** BEGIN EXERCISE MATERIALS **
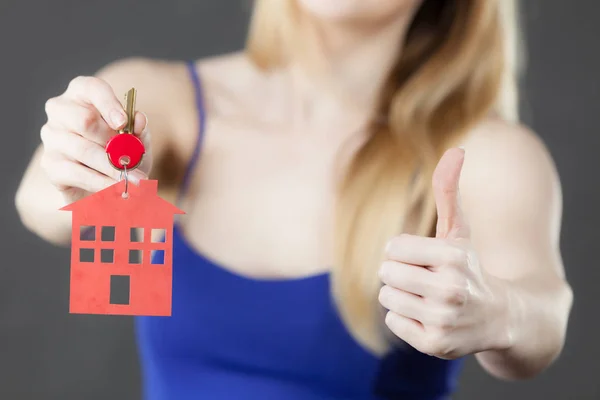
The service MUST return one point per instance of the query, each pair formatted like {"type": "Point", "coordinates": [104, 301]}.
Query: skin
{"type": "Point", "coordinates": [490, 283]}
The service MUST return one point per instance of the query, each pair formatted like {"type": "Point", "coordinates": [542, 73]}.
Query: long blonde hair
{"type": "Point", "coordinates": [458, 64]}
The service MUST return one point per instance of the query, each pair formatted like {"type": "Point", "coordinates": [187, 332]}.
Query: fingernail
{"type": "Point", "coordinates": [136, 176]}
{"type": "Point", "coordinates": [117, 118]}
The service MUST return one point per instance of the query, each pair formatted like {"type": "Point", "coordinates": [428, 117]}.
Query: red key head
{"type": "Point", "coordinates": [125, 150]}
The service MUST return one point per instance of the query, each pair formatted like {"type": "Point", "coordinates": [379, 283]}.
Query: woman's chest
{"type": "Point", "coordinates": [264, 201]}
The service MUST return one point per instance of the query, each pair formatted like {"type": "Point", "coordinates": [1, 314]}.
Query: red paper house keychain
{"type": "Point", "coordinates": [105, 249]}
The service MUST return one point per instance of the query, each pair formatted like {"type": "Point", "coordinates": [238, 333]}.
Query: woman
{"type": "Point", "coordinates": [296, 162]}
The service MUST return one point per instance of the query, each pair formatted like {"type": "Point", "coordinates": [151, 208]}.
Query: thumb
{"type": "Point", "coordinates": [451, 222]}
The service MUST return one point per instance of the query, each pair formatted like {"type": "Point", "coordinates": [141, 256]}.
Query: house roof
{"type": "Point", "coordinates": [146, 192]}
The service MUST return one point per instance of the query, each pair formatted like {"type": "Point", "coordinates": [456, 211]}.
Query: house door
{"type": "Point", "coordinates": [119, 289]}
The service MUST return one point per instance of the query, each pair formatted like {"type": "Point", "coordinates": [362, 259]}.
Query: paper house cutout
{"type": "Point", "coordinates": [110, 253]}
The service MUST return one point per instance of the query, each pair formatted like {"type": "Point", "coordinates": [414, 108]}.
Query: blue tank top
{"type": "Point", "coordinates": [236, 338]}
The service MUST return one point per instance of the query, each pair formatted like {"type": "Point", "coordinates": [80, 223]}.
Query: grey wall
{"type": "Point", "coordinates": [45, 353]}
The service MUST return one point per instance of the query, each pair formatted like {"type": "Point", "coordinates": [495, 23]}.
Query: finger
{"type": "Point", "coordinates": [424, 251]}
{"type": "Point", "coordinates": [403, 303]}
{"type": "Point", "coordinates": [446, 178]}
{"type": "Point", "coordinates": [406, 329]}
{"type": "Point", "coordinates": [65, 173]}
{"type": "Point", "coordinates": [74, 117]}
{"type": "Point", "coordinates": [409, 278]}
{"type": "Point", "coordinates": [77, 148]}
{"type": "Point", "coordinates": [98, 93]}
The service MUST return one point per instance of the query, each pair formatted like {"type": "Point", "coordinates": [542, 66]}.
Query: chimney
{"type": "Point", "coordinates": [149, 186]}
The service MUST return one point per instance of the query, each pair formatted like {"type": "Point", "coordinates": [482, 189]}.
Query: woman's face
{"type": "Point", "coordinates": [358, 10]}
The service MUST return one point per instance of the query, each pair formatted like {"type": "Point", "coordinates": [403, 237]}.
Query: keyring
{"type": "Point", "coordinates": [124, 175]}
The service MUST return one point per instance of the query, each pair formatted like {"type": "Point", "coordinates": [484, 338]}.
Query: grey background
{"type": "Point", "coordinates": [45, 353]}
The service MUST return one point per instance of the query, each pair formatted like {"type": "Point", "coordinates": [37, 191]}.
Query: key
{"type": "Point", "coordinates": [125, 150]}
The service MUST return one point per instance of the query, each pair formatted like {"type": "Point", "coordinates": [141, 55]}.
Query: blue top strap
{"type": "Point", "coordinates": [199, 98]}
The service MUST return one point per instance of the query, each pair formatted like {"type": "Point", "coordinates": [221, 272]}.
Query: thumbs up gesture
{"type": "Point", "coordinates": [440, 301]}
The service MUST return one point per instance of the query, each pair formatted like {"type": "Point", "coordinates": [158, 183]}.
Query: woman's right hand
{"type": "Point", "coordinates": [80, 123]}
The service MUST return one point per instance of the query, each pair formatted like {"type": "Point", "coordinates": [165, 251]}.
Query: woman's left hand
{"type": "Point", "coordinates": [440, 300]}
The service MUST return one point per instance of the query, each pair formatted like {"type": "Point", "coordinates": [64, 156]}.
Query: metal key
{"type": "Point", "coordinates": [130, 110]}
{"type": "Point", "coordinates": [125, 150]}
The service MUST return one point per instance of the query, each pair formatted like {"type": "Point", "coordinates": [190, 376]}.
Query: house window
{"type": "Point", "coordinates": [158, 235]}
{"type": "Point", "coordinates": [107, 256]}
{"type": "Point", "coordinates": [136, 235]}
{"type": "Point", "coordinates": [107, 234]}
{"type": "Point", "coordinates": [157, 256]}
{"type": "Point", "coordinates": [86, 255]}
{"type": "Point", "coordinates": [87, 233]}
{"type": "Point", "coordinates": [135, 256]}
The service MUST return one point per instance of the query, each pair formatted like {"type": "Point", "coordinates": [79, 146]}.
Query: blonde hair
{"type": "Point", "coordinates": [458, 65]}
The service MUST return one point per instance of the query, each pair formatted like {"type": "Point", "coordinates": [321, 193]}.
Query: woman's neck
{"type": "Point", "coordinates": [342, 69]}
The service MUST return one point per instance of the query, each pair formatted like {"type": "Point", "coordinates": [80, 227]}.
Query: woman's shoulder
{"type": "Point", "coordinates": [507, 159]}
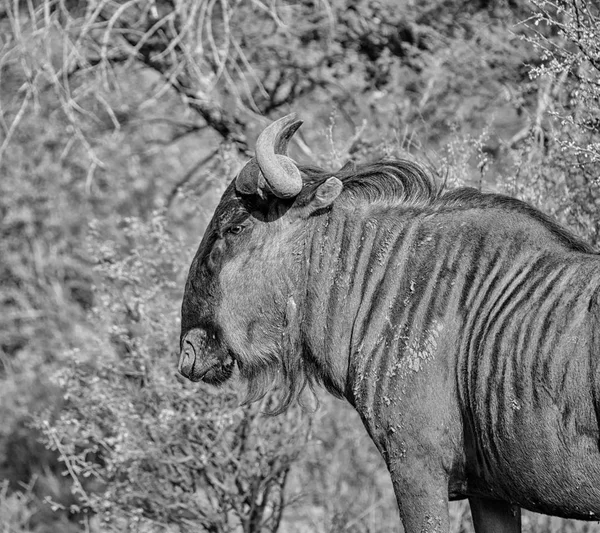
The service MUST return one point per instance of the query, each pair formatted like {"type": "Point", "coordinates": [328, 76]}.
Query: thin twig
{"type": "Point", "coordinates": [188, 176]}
** END EXERCISE MATERIALS **
YOUR INSTRUCTIONS
Please report every line of the data above that contains the word "house", copying each one in full.

TASK RESPONSE
Query: red paper house keychain
Query: house roof
Query: house door
Query: paper house cutout
Query: house window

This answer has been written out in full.